#### SELECTED PASSAGE
--- Start ---

The Government has pledged a 4% increase on the settlement for 2003/04, but the NUT says it will not be enough for schools still reeling from last year's grant.
Many schools were forced to dig deep into their reserves to cover costs and some had to axe jobs.
Essex NUT representative Jerry Glazier said: "I think it's inevitable small village schools are more vulnerable at times of financial constraint. We already saw one or two schools losing staff last year. The incidence is not as high in Essex as in Suffolk because we have got bigger urban areas."
Mr Glazier said small village schools have the least flexibility to be able to cope with budget cuts.
Garry Deeks, headteacher of Wilby Primary School, near Stradbroke, which has 68 pupils, said: "It looks as if it is going to be very tight this year – it's certainly going to be challenging."
Mr Deeks, whose school had a budget of £200,000 in 2003/04, said: "In the past, Suffolk has had a very positive approach to smaller schools and has been able to support them with a block allowance.
"The suggestion from the Government seems to be those allowances were too generous – but that is not how we see it.
"Flexibility has been reduced in the allowances and the funding doesn't allow the freedom we once saw to reflect local needs."
He added: "Every school has fixed costs and the same sort of costs – we have to fill in as many forms as bigger schools.
"There will be several schools who weathered the situation after last year's poor settlement and used all their reserves.
"It will now be quite a headache to set a budget to sustain those expectations. Schools that had to absorb all their resources will not be in a position to do so again."
Tony Lewis, Suffolk County Council executive committee member with responsibility for schools, said: "Many schools are starting to see rolls stabilising or falling for the first time in many years and we do have schools that have never experienced that before.
"But those schools won't necessarily find themselves worse off. They are guaranteed a 4% increase on last year even if rolls are falling."
Mr Lewis added the LEA was applying for a transitional Government grant of £3.1 million which would be used to help schools with the biggest financial problems.

--- End ---

#### EXERCISE 1
Reproduce the stretch of the school funding article from "The Government has" through "last year's grant.", word for word.
#### EXERCISE 2
Decide whether each statement agrees with the school funding article, answering yes or no and quoting the words that settle it: (a) Wilby Primary School has 68 pupils. (b) The LEA was applying for a transitional Government grant of £4 million. (c) Jerry Glazier said the incidence of schools losing staff is higher in Essex than in Suffolk.

#### DATASET SECTION
--- Start ---

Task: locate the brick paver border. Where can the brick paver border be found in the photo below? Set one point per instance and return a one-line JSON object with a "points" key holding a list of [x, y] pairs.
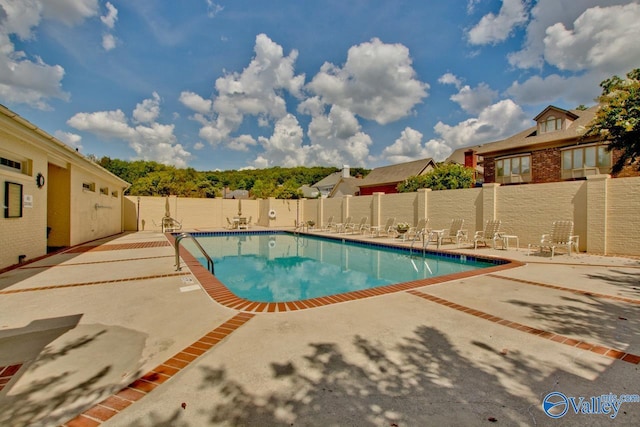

--- End ---

#### WORKED SOLUTION 1
The Government has pledged a 4% increase on the settlement for 2003/04, but the NUT says it will not be enough for schools still reeling from last year's grant.

#### WORKED SOLUTION 2
(a) Yes: "which has 68 pupils"
(b) No: "a transitional Government grant of £3.1 million"
(c) No: "The incidence is not as high in Essex as in Suffolk"